* _Job_:
In the records below, locate the line containing "Practice task. Find the wooden post", then extract it and all following lines exactly, ending with the last line.

··· Exercise input

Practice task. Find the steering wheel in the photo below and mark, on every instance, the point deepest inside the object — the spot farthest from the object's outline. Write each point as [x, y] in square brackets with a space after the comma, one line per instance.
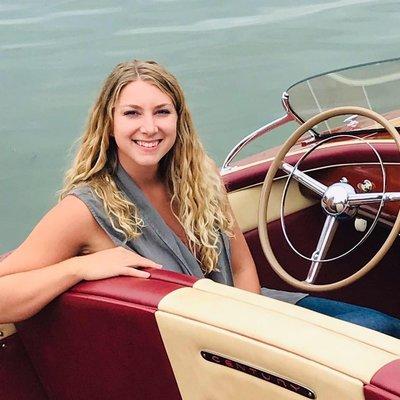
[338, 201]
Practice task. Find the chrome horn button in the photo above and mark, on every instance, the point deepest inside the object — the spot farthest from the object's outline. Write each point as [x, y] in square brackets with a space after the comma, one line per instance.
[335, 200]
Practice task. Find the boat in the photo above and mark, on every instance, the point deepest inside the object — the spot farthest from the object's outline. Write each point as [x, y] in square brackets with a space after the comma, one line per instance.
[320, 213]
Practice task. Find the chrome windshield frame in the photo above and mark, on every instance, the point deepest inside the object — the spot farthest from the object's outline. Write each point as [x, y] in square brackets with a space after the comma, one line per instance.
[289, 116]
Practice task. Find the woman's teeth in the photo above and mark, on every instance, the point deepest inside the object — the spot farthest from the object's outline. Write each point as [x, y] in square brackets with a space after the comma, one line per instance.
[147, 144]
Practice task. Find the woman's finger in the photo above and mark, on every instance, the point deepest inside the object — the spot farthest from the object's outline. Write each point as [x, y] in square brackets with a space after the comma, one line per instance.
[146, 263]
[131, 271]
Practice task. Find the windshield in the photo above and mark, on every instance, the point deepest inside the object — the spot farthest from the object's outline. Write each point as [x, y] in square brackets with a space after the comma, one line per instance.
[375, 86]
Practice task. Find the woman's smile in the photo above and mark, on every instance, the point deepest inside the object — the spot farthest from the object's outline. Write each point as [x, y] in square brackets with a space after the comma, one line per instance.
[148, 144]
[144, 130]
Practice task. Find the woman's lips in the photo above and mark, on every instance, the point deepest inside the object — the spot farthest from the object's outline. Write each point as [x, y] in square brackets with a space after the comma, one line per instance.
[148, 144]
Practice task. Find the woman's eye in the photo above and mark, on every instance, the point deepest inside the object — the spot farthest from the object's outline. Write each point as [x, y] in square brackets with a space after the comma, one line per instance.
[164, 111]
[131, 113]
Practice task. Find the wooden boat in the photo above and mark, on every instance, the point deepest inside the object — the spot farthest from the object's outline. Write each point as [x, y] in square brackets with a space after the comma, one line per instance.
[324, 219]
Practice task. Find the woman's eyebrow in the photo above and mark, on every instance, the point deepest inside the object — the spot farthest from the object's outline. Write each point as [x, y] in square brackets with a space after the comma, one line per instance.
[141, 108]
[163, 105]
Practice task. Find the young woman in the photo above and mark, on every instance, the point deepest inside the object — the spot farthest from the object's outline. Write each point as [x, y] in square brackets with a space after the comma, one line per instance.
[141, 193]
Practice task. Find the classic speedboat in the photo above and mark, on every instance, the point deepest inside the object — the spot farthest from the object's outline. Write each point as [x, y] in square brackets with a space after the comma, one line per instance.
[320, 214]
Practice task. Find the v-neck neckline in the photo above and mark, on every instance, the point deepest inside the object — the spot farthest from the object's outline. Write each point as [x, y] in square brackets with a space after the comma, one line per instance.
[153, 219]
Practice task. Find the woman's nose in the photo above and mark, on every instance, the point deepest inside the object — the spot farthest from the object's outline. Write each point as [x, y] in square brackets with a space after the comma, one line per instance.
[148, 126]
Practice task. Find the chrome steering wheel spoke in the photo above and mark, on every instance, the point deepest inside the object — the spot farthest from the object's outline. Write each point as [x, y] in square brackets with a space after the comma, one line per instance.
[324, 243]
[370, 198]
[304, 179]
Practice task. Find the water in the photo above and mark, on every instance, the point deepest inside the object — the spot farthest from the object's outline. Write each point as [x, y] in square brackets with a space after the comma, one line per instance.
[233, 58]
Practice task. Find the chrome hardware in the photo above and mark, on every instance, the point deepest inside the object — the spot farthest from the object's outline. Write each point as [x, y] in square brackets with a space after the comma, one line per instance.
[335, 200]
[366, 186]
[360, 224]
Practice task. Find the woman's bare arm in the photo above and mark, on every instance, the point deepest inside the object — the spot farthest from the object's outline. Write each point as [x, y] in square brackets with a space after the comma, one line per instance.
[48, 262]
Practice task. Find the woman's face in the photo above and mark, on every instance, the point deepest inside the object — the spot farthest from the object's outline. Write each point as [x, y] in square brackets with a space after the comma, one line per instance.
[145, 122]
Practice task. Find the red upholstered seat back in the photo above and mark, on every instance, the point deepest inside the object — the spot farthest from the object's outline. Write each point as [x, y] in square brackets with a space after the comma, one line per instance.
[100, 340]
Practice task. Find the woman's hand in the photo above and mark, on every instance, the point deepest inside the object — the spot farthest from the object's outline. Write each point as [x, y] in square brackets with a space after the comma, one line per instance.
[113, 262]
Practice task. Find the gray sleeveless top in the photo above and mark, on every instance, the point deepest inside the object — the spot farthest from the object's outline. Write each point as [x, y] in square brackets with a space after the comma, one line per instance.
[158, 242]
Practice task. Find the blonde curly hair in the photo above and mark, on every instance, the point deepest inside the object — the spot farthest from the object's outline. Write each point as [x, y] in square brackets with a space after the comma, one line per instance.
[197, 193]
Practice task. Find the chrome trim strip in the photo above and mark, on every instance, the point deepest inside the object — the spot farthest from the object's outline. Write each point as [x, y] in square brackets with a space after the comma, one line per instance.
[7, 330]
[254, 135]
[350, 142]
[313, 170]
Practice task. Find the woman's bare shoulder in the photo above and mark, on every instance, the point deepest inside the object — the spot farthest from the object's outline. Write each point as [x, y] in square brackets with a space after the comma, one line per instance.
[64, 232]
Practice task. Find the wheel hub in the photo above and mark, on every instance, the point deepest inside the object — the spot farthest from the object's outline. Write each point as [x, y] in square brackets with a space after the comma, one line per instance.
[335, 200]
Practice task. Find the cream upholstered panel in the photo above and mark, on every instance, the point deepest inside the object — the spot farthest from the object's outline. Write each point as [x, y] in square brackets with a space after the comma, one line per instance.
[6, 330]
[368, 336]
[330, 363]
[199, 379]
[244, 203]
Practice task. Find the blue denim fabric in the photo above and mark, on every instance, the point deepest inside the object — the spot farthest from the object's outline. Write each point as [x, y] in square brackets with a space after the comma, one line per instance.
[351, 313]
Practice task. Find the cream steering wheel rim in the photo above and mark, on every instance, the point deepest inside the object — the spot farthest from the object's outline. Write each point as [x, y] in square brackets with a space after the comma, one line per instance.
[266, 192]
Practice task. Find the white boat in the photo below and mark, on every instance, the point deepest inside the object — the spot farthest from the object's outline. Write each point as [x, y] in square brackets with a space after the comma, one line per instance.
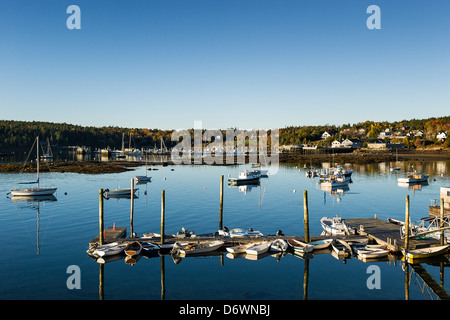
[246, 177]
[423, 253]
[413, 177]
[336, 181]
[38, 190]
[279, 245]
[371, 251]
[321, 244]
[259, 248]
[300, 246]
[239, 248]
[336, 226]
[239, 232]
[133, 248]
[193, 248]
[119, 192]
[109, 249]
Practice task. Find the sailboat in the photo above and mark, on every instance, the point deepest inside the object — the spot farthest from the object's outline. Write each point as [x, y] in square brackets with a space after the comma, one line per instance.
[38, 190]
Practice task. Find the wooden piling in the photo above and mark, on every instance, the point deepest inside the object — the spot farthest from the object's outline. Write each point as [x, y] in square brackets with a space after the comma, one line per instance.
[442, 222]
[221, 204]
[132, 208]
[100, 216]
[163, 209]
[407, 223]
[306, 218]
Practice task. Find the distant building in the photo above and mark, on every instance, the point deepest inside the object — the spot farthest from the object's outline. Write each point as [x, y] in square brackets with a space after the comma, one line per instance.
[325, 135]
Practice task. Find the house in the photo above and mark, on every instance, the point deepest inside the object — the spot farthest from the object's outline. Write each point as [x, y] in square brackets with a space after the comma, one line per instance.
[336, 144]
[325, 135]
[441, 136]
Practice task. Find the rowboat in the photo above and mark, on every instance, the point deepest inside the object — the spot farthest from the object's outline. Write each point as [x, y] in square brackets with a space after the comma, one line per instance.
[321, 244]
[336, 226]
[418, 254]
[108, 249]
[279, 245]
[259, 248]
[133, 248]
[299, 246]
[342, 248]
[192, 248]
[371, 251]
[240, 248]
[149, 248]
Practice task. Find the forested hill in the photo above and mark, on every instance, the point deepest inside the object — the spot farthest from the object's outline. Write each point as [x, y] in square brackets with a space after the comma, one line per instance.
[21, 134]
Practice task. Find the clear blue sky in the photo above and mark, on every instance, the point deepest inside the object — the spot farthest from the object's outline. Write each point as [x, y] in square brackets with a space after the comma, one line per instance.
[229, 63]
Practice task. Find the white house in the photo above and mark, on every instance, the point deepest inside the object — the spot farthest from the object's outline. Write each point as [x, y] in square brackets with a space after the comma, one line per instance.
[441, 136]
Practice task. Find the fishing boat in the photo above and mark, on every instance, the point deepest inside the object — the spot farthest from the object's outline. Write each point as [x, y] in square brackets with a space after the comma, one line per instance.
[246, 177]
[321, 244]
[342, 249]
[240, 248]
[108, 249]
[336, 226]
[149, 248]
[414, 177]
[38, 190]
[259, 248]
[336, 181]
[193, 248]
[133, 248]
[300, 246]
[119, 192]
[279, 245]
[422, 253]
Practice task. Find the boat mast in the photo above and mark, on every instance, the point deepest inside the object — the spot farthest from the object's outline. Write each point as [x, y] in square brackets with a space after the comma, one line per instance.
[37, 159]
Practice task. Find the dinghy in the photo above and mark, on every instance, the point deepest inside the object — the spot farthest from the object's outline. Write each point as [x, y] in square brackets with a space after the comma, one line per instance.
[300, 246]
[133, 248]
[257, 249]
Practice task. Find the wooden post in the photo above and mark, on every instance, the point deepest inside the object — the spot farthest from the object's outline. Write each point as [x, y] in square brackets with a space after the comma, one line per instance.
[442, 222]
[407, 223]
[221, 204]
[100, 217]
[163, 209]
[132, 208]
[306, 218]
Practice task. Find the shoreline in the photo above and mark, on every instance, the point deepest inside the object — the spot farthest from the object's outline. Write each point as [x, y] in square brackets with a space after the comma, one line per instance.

······

* _Result_:
Practice task. Find the wooden post in the photo above and mark, on every instance, the point deepest inside the object — the spot farthest from the object's outline. Write each point as [x, y] in square brackets with a space after the comma, one line per instance.
[442, 222]
[407, 223]
[221, 204]
[100, 217]
[163, 209]
[132, 208]
[306, 218]
Practice task. Find the shoreline in the photo above and mark, on every instance, the point deepest inside the object — the spot farthest from the object's outline. Write each point as [x, y] in square brackets with a space after the comma, one line per instance.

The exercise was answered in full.